*** Opening of Material provided ***

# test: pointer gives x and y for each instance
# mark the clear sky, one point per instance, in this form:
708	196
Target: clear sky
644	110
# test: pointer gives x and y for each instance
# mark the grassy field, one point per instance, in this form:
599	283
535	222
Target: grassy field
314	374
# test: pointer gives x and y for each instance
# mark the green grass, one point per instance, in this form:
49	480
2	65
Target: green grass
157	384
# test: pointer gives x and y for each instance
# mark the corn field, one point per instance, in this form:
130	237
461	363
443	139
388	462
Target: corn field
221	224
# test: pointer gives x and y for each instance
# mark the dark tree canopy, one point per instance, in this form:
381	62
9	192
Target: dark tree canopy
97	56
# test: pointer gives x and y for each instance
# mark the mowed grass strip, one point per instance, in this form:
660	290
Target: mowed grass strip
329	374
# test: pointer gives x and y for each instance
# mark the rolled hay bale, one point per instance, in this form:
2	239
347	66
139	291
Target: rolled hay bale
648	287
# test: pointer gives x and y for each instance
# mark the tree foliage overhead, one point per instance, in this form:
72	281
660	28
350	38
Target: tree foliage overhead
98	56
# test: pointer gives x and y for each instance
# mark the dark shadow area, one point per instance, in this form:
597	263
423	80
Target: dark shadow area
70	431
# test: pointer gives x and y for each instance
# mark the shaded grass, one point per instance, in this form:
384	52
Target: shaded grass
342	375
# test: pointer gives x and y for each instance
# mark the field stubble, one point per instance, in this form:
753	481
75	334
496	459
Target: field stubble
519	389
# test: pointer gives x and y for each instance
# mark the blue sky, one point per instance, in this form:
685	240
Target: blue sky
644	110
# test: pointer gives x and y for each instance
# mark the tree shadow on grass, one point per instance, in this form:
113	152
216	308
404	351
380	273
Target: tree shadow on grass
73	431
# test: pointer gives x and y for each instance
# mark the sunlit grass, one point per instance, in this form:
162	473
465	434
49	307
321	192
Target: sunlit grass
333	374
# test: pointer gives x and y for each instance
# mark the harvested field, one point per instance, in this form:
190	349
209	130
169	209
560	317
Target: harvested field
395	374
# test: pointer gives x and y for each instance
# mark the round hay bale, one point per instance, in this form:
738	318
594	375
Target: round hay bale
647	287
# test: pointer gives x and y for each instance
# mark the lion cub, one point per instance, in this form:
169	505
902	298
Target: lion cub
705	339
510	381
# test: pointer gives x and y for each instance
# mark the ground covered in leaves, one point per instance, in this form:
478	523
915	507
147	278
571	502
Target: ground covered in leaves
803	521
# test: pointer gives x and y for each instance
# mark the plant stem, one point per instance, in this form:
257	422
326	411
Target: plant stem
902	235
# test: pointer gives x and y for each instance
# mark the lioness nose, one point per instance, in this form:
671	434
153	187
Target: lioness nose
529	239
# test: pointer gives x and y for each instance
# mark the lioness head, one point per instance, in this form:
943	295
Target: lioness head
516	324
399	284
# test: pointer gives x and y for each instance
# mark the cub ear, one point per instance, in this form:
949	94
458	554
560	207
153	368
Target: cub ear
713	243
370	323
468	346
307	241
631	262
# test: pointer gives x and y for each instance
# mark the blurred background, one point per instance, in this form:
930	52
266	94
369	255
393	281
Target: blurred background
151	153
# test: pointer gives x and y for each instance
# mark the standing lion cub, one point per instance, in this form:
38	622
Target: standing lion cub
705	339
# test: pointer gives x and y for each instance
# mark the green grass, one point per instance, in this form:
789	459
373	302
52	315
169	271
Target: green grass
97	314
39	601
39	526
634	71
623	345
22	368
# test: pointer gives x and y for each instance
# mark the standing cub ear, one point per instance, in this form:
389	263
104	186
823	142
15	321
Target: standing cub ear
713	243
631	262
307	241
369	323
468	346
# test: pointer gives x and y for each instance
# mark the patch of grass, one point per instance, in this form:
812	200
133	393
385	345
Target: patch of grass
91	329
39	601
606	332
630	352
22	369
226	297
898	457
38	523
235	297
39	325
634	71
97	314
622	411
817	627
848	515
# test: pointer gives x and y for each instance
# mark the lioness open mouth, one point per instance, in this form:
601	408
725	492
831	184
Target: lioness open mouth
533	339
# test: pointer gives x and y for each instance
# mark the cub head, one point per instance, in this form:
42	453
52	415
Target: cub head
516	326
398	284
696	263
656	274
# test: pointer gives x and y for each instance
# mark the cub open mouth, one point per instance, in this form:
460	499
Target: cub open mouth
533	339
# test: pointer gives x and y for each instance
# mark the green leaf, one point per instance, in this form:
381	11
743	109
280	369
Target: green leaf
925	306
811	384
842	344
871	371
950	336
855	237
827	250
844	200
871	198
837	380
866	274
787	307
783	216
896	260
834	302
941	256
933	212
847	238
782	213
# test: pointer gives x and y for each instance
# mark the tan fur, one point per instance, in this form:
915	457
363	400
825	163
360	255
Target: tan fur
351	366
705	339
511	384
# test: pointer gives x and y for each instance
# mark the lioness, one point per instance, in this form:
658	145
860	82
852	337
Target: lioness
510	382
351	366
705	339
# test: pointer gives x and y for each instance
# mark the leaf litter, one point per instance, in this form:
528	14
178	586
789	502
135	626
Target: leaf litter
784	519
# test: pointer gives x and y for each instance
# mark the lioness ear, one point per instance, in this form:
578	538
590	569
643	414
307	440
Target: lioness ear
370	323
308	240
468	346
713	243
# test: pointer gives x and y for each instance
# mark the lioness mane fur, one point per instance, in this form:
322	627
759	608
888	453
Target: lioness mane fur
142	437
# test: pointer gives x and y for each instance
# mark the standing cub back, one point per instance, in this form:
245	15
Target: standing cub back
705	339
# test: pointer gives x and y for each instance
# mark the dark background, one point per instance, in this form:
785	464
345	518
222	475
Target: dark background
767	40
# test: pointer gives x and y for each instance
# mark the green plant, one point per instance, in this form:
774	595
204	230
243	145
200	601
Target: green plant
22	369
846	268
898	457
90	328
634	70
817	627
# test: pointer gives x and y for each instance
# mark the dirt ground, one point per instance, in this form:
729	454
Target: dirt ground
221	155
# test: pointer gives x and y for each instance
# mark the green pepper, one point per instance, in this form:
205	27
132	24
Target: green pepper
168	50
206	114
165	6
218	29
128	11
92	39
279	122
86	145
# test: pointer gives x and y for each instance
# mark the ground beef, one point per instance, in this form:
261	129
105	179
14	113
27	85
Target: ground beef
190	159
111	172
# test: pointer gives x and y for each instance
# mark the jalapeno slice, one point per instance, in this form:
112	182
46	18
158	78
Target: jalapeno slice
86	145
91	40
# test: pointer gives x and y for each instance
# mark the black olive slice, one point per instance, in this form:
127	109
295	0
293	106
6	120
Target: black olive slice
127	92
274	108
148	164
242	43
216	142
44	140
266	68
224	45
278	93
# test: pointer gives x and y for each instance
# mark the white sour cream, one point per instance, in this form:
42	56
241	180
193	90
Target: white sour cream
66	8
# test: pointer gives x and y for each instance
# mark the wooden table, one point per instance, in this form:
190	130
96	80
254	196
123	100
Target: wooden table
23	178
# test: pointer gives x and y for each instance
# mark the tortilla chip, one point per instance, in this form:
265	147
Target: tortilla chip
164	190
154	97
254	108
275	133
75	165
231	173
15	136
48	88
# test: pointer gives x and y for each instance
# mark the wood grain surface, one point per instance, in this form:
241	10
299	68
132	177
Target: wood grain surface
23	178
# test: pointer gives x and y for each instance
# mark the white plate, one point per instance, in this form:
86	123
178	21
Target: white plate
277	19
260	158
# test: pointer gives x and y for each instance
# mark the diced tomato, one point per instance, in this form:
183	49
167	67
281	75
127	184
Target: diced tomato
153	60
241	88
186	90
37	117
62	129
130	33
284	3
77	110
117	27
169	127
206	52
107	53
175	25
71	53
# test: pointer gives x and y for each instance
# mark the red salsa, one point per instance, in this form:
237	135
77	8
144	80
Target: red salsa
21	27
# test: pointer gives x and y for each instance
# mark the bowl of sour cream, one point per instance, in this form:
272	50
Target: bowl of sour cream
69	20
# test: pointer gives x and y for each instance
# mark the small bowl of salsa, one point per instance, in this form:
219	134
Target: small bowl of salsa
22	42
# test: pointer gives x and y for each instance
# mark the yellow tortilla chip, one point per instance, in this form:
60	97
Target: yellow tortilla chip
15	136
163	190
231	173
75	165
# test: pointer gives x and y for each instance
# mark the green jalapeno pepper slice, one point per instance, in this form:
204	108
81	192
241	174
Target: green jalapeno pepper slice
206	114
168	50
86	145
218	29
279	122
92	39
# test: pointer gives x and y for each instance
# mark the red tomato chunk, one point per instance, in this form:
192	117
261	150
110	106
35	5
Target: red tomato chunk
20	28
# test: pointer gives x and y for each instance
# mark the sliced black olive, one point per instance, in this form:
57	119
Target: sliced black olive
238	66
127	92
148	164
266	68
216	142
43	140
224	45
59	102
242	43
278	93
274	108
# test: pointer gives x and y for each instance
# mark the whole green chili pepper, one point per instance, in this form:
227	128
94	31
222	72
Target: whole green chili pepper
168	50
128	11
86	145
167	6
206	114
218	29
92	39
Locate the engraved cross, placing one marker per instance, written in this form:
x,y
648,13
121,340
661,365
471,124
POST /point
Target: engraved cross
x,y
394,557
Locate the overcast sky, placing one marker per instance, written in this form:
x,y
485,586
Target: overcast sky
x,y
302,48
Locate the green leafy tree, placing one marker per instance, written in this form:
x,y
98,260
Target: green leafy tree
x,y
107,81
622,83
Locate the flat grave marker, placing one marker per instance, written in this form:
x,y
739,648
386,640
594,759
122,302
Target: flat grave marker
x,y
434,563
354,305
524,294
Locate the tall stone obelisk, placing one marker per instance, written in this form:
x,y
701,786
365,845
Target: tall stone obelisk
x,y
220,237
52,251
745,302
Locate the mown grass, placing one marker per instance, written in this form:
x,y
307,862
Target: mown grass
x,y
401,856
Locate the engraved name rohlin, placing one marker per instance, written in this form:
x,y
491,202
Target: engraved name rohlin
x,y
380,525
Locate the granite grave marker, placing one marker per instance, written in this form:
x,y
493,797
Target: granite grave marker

*** Close of Material provided ***

Problem statement: Scan the listing above. Collect all lines with the word "granite".

Exercise answer:
Locate the granite grave marker, placing one marker per instance, written in this form:
Target: granite grave marker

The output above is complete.